- _TASK OBJECTIVE_: Only one portion of the data is to be written out: from the line bearing "drop a point: the white lab coat" through the line bearing "drop a point: the red tube rack". Write it exactly as it appears.
● ● ● ● ●
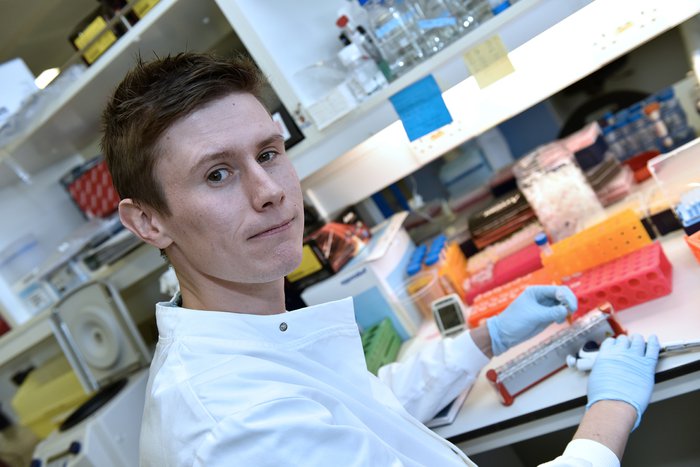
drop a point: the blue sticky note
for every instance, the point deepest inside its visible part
(421, 108)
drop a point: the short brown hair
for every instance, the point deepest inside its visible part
(151, 98)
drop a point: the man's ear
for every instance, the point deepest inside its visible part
(144, 222)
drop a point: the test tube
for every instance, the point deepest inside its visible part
(542, 241)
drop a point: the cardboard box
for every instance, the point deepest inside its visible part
(373, 279)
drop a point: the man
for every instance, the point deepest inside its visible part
(235, 380)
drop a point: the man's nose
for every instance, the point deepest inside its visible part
(264, 189)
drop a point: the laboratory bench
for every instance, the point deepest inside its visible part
(484, 423)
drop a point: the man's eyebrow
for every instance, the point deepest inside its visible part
(218, 155)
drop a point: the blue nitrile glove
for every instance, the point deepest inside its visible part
(534, 309)
(624, 371)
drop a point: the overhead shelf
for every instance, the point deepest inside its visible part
(71, 121)
(547, 63)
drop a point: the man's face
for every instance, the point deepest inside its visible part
(235, 200)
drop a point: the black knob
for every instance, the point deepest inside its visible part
(74, 447)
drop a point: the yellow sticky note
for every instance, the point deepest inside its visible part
(488, 61)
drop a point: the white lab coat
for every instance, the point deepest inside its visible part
(293, 389)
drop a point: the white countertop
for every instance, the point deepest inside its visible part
(485, 423)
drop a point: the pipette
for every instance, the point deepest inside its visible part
(585, 357)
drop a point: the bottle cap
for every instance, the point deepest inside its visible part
(634, 117)
(412, 268)
(431, 259)
(541, 239)
(665, 94)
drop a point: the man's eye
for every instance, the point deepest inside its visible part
(267, 156)
(218, 175)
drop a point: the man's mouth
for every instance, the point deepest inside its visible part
(282, 226)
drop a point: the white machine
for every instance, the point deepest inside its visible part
(106, 351)
(108, 437)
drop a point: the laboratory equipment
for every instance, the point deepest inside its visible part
(91, 189)
(583, 359)
(106, 437)
(420, 291)
(108, 356)
(693, 242)
(494, 301)
(365, 77)
(557, 190)
(612, 238)
(500, 218)
(638, 277)
(449, 312)
(375, 279)
(97, 335)
(542, 242)
(677, 174)
(548, 357)
(674, 116)
(437, 24)
(397, 36)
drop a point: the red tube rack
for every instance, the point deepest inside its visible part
(638, 277)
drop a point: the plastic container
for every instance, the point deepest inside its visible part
(420, 291)
(557, 190)
(365, 77)
(612, 238)
(469, 14)
(437, 24)
(542, 242)
(677, 173)
(629, 280)
(396, 34)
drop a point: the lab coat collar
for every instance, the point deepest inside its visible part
(177, 322)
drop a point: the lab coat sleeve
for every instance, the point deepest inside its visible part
(290, 431)
(430, 379)
(585, 453)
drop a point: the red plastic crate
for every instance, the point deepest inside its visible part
(496, 300)
(638, 277)
(90, 186)
(506, 269)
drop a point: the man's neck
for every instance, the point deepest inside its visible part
(255, 299)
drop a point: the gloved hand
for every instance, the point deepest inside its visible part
(534, 309)
(624, 371)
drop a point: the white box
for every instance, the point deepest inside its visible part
(17, 83)
(372, 279)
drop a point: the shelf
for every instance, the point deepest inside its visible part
(71, 122)
(280, 51)
(127, 271)
(547, 63)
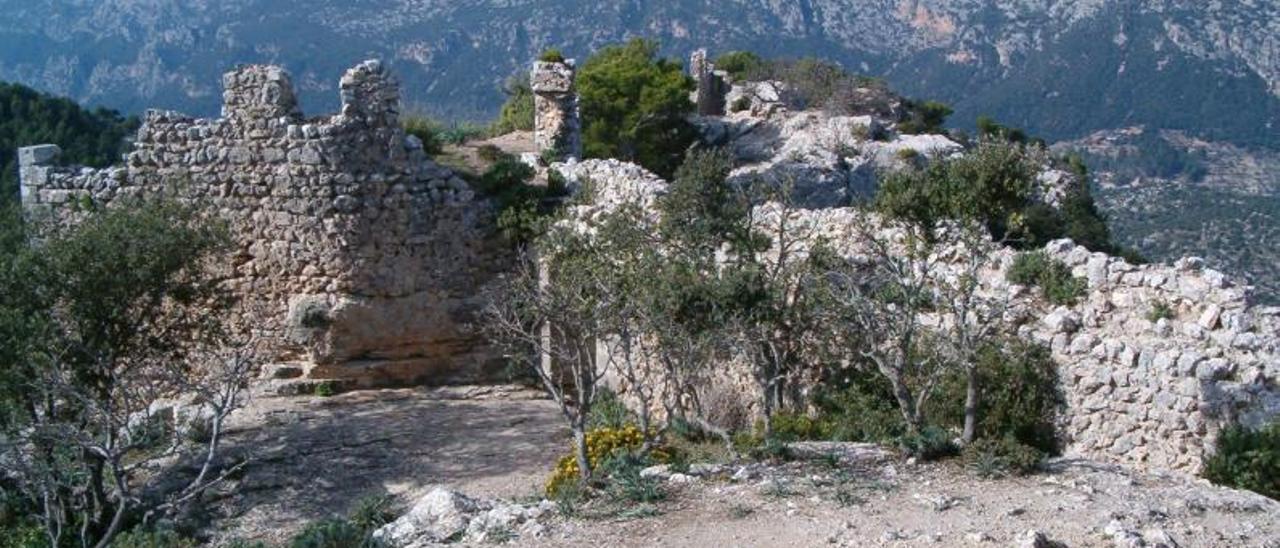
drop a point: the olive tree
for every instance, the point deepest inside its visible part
(103, 323)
● ● ● ● ●
- _TASK SOLUTION_:
drop a point: the white lab coat
for every instance, the point deepest inside its visible part
(293, 389)
drop a point: the white countertop
for every instance, the point deepest inside its visible part
(485, 423)
drop a point: the pipette
for every instance, the point deepest inside its visible part
(585, 357)
drop a point: the bottle cap
for every instance, the point deepest inside its visible part
(634, 117)
(412, 268)
(431, 259)
(541, 239)
(665, 94)
drop a point: the man's eye
for every instance, the point deepest inside its visible part
(267, 156)
(218, 175)
drop a point: the man's mouth
for every instance, the point deepest inside its visible part
(282, 226)
drop a point: the white machine
for every instance, the point deepest inside its visible part
(106, 351)
(108, 437)
drop a point: the laboratory equipment
for every instance, the point deepest inside its visible part
(91, 189)
(583, 359)
(106, 437)
(420, 291)
(108, 356)
(693, 242)
(494, 301)
(365, 77)
(557, 190)
(612, 238)
(500, 218)
(638, 277)
(449, 312)
(375, 279)
(97, 335)
(542, 242)
(677, 174)
(548, 357)
(674, 116)
(437, 24)
(397, 36)
drop a point: the red tube rack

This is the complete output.